### Dataset records
= = =

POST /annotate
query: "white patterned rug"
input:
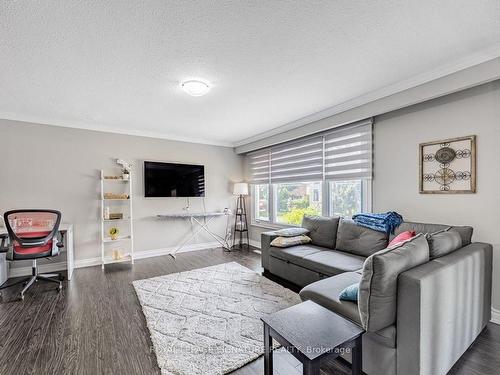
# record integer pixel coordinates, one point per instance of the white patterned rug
(207, 321)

= = =

### Task prompt
All entries are to be duplicated exactly, with the pictures left out.

### Output below
POST /annotate
query: "white patterned rug"
input:
# record integer pixel coordinates, one point per instance of the white patterned rug
(207, 321)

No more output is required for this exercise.